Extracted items
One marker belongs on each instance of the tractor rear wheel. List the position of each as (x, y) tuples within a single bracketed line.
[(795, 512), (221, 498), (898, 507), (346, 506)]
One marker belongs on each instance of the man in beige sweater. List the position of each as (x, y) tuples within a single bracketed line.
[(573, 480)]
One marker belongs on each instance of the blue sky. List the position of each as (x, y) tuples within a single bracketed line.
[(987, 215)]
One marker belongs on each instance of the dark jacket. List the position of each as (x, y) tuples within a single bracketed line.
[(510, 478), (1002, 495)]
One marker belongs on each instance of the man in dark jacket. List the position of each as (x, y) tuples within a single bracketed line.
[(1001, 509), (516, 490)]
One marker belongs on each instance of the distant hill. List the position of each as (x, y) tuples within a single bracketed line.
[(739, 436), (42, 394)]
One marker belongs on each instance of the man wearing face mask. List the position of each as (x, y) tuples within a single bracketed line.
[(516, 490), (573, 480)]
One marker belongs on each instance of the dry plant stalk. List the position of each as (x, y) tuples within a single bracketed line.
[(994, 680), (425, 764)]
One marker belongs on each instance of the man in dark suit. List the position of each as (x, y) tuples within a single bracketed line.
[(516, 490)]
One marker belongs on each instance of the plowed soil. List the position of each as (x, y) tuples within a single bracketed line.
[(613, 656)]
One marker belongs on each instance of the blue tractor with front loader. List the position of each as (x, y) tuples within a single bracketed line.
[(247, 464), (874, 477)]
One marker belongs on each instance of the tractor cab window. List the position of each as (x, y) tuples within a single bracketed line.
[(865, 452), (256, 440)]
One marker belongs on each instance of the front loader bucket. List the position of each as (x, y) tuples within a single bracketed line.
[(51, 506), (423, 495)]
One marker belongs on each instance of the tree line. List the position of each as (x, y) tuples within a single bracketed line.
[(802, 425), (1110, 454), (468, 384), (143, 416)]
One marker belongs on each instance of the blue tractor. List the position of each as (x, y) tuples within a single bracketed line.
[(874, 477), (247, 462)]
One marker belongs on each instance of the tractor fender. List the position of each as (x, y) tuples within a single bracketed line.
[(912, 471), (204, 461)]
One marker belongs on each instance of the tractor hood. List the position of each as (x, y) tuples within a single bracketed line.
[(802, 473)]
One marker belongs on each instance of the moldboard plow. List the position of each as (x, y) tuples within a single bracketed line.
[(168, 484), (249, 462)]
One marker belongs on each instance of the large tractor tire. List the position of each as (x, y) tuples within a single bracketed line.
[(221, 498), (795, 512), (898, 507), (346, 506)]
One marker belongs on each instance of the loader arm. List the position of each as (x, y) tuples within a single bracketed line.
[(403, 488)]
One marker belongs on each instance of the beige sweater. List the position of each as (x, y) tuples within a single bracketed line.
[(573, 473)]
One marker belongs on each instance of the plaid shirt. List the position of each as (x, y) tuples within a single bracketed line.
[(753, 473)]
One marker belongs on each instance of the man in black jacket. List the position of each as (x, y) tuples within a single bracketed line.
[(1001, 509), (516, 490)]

-- Exercise directions --
Please rewrite the items from the start through the line containing "[(51, 506), (423, 495)]", replacing "face mask" with "surgical mask" and leaving everything else unchanged.

-- Correct output --
One marker belongs on each instance of the tractor rear wheel. List the position of each as (x, y) tuples within a single bracketed line.
[(795, 512), (221, 498), (898, 507), (346, 506)]
One marker belongs on each instance of the man in beige sweater. List the position of each as (x, y) tuples within a single bracketed line.
[(573, 480)]
One marker belongs on each instance of the blue sky. List the position of each as (x, y) tuples within a single bracketed line.
[(987, 215)]
One marker belongs on each instance of the dark jacket. List the position of each as (x, y) tuples within a single bracketed line.
[(510, 478), (1002, 495)]
One marker belongs on each instance of the man in dark jacket. List the position of each as (x, y) tuples within a single bracketed line.
[(1001, 509), (516, 490)]
One marker belongs on each instance of the distant hill. List the position of each as (x, y) tuples within a single bracketed line.
[(739, 436), (42, 394)]
One marker belongs on each instance of the man wearing surgical mask. List the position of each as (x, y) tuples within a single bracketed line.
[(516, 490), (573, 480)]
One marker belongs on each instance of the dry plant stalk. List the position of each as (x, y) tuples within a single bracketed line.
[(994, 680), (425, 764)]
One marker belongs on each instance of the man in dark suit. List the position of each as (x, y) tuples within a single bracketed line.
[(516, 490)]
One marker belongs on each instance of the plowed soil. List the position of each as (x, y) tuples within a single bracketed line.
[(613, 656)]
One marker belongs on each instance of the blue tractor with front loader. List the position of each as (x, y) tuples within a single bracketed line.
[(247, 464), (874, 477)]
One marker belongs on each instance of the tractor cab window. List the position of each as (x, y) tuples within a single bracketed line.
[(865, 452), (256, 440)]
One marker belongs on each instance of the front loader bucket. List the position of each as (x, y) tuples within a single bracketed line.
[(51, 506), (423, 495)]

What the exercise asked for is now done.